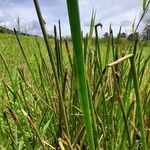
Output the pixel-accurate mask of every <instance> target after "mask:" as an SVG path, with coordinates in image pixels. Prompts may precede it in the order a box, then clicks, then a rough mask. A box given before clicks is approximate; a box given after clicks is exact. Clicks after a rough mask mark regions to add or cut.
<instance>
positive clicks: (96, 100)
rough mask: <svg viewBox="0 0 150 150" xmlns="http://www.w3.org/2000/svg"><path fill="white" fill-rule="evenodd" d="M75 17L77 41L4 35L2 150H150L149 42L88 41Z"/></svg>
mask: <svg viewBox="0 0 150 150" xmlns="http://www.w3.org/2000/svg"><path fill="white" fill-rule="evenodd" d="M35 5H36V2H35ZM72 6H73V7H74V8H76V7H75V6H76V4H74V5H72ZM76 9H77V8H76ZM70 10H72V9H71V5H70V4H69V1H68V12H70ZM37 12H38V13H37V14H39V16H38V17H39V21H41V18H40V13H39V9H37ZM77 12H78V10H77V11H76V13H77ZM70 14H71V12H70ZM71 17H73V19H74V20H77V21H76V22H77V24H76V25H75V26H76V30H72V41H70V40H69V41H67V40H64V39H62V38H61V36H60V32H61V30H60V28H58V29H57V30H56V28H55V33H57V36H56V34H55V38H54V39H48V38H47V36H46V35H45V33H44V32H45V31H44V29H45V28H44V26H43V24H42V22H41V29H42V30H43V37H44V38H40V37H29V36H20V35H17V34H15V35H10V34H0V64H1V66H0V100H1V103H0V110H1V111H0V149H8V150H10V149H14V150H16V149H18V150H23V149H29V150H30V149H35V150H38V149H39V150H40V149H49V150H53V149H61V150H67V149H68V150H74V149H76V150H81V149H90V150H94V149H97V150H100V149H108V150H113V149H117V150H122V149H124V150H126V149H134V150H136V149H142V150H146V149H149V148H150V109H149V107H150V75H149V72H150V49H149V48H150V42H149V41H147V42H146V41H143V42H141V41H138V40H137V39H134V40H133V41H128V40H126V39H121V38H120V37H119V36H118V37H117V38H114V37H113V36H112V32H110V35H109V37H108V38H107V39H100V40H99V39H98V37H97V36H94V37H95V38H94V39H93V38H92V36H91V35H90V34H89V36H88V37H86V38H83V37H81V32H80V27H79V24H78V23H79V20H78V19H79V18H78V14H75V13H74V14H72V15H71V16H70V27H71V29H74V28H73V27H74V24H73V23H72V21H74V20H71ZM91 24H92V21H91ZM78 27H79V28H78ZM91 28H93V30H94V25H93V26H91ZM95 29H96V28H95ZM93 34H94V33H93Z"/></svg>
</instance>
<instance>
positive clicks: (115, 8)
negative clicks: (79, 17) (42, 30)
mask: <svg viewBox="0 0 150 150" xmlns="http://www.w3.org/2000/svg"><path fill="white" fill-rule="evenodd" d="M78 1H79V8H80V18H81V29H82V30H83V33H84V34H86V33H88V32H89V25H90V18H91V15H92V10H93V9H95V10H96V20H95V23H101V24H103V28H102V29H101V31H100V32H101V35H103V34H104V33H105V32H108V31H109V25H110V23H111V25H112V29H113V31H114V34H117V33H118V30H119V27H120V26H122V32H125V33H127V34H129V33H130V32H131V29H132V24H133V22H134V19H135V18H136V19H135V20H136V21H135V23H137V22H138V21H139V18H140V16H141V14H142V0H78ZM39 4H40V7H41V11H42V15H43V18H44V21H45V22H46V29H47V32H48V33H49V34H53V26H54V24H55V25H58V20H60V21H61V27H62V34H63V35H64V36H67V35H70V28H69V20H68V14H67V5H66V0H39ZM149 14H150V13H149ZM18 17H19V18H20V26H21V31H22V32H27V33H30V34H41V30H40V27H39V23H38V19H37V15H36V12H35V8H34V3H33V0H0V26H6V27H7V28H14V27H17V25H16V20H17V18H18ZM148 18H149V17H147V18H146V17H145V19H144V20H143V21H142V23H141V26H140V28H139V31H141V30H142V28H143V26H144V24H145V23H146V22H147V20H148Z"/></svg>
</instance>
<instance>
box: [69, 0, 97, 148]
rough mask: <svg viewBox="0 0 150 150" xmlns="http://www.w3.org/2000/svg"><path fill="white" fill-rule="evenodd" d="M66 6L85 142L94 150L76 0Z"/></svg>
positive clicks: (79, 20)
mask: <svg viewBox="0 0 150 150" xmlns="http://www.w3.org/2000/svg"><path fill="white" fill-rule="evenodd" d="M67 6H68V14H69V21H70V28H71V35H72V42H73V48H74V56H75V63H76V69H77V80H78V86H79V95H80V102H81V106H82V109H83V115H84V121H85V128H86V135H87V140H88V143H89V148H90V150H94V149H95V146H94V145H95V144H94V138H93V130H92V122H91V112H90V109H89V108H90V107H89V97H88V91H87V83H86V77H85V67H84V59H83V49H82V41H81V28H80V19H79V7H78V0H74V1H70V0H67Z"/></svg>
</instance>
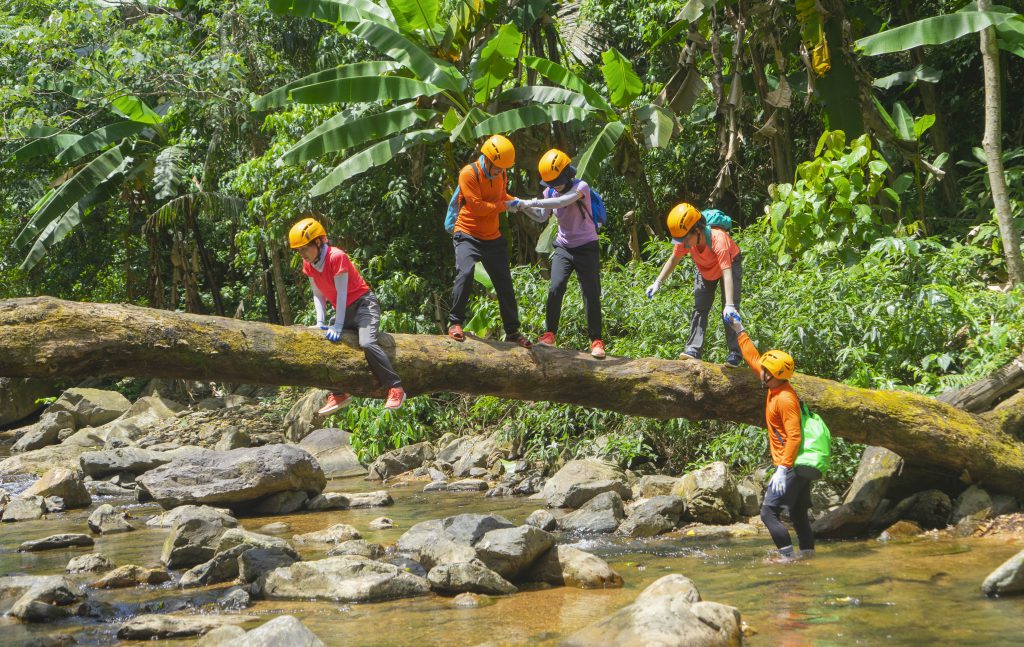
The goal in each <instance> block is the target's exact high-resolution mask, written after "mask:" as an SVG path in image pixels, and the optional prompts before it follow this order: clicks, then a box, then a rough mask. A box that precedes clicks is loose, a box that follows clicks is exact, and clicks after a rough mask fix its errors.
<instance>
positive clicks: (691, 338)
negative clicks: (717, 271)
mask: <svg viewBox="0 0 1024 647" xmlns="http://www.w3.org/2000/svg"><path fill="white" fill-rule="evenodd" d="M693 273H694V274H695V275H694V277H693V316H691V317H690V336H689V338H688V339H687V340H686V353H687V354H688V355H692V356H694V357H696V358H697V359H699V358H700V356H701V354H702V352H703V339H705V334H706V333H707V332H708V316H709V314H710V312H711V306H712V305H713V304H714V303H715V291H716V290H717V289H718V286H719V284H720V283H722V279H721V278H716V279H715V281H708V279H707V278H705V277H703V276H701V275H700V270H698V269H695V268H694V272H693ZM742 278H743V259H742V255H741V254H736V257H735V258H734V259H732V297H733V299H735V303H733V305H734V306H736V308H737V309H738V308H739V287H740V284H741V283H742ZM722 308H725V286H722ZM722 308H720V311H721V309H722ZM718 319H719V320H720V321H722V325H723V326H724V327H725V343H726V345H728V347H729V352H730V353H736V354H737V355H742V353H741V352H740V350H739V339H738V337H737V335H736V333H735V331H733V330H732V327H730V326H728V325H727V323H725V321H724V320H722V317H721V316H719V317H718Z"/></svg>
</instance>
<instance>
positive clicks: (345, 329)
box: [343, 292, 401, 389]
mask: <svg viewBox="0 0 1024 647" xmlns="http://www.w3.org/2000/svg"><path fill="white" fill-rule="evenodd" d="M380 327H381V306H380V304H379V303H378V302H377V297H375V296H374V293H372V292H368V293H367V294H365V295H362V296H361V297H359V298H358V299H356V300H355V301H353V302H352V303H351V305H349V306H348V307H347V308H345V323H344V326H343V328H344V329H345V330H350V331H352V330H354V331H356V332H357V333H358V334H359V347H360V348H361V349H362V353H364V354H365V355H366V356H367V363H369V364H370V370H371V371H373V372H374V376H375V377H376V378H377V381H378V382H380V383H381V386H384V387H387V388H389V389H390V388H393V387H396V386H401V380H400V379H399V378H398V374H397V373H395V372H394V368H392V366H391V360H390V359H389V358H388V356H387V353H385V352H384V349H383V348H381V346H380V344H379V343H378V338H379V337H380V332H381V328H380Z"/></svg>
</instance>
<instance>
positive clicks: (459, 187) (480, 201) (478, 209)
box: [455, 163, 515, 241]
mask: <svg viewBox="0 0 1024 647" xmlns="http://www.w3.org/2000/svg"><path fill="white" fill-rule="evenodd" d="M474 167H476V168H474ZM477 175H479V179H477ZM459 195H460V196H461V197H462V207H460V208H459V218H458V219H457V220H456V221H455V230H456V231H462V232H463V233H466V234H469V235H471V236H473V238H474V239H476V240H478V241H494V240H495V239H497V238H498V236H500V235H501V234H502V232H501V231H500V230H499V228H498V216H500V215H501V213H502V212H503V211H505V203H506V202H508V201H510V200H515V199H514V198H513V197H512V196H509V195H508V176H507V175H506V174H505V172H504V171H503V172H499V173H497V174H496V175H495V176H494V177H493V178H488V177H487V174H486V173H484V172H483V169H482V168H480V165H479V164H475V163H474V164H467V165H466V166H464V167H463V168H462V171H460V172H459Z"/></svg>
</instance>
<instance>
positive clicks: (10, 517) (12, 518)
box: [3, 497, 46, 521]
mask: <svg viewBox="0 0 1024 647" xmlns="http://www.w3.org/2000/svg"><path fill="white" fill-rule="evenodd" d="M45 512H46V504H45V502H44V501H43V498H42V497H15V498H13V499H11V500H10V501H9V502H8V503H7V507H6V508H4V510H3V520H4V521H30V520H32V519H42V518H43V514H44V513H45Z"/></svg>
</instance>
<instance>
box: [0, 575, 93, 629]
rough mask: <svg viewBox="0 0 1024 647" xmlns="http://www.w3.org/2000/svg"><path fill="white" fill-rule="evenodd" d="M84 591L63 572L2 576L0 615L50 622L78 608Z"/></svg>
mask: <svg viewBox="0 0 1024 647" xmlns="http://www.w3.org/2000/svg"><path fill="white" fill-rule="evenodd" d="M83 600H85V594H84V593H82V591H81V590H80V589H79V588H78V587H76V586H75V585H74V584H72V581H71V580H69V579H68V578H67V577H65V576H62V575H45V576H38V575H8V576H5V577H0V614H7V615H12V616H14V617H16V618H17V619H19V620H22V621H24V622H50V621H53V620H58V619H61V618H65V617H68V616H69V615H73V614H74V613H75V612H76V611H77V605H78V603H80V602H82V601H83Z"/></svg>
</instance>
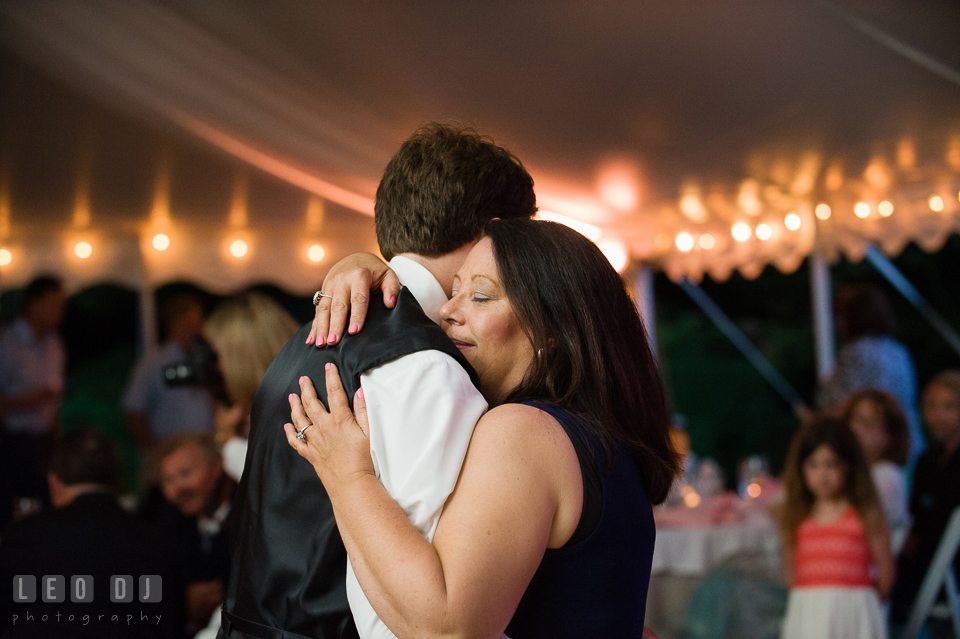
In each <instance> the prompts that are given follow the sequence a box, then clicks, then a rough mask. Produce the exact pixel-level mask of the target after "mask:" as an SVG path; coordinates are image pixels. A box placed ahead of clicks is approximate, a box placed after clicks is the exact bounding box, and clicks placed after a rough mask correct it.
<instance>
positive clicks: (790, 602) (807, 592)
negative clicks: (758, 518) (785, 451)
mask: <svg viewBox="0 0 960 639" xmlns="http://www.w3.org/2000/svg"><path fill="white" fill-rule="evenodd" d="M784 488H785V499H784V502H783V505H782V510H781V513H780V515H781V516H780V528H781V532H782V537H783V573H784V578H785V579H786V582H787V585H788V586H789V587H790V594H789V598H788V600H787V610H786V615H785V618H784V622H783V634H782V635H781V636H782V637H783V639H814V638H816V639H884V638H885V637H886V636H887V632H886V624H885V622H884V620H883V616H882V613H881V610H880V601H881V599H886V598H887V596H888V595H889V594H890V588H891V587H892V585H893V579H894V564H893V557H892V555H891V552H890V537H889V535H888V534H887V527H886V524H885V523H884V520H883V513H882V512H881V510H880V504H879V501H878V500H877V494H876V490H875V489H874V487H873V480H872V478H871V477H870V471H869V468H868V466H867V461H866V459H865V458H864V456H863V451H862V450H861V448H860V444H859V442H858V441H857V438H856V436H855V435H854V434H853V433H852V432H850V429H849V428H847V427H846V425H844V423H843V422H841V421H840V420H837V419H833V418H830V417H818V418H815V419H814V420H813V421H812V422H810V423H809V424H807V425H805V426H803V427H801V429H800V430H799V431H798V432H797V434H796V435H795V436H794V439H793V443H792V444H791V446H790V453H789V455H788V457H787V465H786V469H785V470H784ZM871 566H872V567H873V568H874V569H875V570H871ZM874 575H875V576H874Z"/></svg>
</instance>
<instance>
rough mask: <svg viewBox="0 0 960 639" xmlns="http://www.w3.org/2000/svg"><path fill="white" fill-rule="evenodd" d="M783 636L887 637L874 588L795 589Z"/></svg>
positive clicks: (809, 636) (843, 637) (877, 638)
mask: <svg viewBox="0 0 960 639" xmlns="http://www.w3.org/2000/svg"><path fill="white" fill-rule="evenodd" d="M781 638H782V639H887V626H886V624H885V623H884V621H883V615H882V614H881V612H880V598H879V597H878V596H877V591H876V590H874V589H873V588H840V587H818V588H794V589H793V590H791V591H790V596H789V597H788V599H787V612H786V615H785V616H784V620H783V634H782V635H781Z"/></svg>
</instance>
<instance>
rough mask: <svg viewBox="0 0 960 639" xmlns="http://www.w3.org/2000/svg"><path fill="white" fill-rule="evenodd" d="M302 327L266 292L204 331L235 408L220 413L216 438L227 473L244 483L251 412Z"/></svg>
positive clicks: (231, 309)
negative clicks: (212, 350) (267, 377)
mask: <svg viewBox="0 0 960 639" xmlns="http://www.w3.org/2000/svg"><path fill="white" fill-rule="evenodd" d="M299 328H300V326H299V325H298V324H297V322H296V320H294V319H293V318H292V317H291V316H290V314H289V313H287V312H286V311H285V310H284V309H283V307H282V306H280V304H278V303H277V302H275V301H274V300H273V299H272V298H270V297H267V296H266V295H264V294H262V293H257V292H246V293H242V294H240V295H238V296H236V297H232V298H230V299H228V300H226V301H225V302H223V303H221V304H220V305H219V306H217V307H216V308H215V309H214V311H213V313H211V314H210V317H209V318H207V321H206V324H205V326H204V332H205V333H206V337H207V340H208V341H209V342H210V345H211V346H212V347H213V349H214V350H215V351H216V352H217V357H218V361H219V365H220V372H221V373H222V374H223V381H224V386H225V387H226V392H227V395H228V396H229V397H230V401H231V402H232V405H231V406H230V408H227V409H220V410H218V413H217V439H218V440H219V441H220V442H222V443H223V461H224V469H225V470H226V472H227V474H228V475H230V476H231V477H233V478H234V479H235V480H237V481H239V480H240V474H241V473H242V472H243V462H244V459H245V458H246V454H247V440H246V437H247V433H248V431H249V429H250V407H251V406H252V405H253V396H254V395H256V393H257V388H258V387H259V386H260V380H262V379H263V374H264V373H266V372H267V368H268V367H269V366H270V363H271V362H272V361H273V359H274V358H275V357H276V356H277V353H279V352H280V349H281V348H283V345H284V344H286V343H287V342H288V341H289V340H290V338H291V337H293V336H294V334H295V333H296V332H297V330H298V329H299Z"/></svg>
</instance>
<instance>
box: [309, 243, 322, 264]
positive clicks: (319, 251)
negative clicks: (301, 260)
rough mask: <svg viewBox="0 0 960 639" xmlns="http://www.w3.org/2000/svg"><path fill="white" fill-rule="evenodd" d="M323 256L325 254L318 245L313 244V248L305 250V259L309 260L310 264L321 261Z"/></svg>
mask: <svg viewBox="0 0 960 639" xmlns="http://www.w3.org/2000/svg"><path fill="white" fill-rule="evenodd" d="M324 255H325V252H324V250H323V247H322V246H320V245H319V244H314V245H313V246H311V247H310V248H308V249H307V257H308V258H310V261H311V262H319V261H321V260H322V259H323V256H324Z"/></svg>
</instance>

════

### ZU LÖSENDE AUFGABE
Schreib die Zeilen oben vom Anfang bis einschließlich der Zeile mit "24H92V21H91ZM78 27H79V28H78ZM91 28H93V30H94V25H93V26H91ZM95" noch einmal genau ab. Lass dabei die Bilder weg.

### ERGEBNIS
Output the pixel-accurate mask of every <instance> target after "mask:" as an SVG path, with coordinates in image pixels. Prompts may precede it in the order a box, then clicks, then a rough mask. A box given before clicks is approximate; a box given after clicks is exact. Clicks after a rough mask mark regions to add or cut.
<instance>
positive clicks: (96, 100)
rough mask: <svg viewBox="0 0 150 150" xmlns="http://www.w3.org/2000/svg"><path fill="white" fill-rule="evenodd" d="M75 17L77 41L4 35L2 150H150L149 42L88 41Z"/></svg>
mask: <svg viewBox="0 0 150 150" xmlns="http://www.w3.org/2000/svg"><path fill="white" fill-rule="evenodd" d="M35 5H36V2H35ZM72 6H73V7H74V8H76V7H75V6H76V4H74V5H72ZM76 9H77V8H76ZM70 10H72V9H71V5H70V4H69V1H68V12H70ZM37 12H38V13H37V14H39V16H38V17H39V21H41V18H40V13H39V9H37ZM77 12H78V10H77V11H76V13H77ZM70 14H71V12H70ZM71 17H73V19H74V20H77V21H76V22H77V24H76V25H75V26H76V30H72V41H70V40H69V41H67V40H64V39H62V38H61V36H60V32H61V30H60V28H58V29H57V30H56V28H55V33H57V36H56V34H55V38H54V39H48V38H47V36H46V35H45V33H44V32H45V31H44V29H45V28H44V26H43V24H42V22H41V29H42V30H43V37H44V38H40V37H29V36H20V35H17V34H15V35H10V34H0V64H1V66H0V100H1V103H0V110H1V111H0V149H8V150H10V149H14V150H16V149H18V150H23V149H29V150H30V149H35V150H38V149H39V150H40V149H49V150H53V149H61V150H67V149H68V150H74V149H76V150H81V149H90V150H94V149H97V150H100V149H108V150H113V149H117V150H122V149H124V150H126V149H134V150H136V149H142V150H146V149H149V148H150V109H149V107H150V75H149V72H150V49H149V48H150V42H149V41H147V42H146V41H143V42H141V41H138V40H137V39H134V40H133V41H128V40H126V39H121V38H120V37H119V36H118V37H117V38H114V37H113V36H112V32H110V35H109V37H108V38H107V39H100V40H99V39H98V37H97V36H94V37H95V38H94V39H93V38H92V36H91V35H90V34H89V36H88V37H86V38H83V37H81V32H80V27H79V24H78V23H79V20H78V19H79V18H78V14H75V13H74V14H72V15H71V16H70V27H71V29H74V28H73V27H74V24H73V23H72V21H74V20H71ZM91 24H92V21H91ZM78 27H79V28H78ZM91 28H93V30H94V25H93V26H91ZM95 29H96V28H95ZM93 34H94V33H93Z"/></svg>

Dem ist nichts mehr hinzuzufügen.